● **REQUIREMENTS**:
Identify every line in the material below that contains the string "dome" and copy each such line in full. Matching is case-sensitive.

########################################

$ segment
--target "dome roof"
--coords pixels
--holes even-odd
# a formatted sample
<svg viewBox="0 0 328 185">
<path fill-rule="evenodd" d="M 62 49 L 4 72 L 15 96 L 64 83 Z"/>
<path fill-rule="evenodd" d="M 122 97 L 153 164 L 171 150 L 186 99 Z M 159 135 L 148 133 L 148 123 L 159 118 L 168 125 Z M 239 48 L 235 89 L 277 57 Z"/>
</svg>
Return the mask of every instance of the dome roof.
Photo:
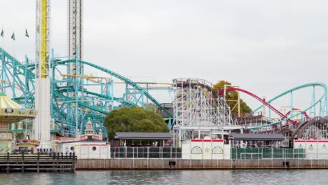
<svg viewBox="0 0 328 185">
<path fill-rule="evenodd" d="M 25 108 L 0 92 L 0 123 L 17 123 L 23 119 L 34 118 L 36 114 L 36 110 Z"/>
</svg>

########################################

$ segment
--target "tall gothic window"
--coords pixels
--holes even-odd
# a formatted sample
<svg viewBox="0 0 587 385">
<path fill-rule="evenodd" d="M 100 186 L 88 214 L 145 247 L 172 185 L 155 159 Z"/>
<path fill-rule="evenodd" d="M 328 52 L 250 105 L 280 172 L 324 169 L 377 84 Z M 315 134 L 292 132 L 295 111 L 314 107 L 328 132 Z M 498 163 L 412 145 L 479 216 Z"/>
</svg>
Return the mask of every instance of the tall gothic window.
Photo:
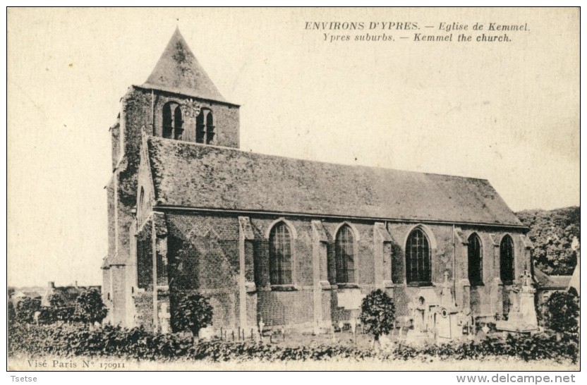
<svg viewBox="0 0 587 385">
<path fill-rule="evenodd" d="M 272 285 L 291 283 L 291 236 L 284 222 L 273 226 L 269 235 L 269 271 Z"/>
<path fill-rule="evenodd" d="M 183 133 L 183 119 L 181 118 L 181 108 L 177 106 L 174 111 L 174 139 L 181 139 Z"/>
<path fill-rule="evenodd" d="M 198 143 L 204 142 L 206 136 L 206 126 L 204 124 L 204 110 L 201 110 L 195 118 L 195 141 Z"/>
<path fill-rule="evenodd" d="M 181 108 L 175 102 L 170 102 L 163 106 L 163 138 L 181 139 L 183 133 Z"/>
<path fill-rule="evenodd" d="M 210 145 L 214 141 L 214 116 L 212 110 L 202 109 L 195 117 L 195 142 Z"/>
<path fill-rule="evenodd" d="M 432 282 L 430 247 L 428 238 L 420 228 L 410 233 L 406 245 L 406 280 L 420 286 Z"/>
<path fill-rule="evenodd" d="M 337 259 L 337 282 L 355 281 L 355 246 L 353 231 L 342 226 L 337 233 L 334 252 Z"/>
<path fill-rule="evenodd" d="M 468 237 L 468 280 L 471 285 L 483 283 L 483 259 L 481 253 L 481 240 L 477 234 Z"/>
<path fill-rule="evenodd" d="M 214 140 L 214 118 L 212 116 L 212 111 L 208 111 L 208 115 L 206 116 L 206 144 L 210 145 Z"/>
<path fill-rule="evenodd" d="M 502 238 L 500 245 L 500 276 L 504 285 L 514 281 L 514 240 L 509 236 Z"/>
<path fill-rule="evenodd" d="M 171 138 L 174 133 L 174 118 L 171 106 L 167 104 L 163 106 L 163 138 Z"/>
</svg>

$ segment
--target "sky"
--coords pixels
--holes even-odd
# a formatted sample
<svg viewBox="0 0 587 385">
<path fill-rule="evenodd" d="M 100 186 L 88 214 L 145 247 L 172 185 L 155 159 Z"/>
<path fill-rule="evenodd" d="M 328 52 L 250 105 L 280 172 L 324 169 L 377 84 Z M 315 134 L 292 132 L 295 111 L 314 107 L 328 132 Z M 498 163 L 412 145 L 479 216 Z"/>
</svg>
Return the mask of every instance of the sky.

########################################

● **WRITTEN RESPONSE**:
--target "dome roof"
Return the mask of every instance of the dome roof.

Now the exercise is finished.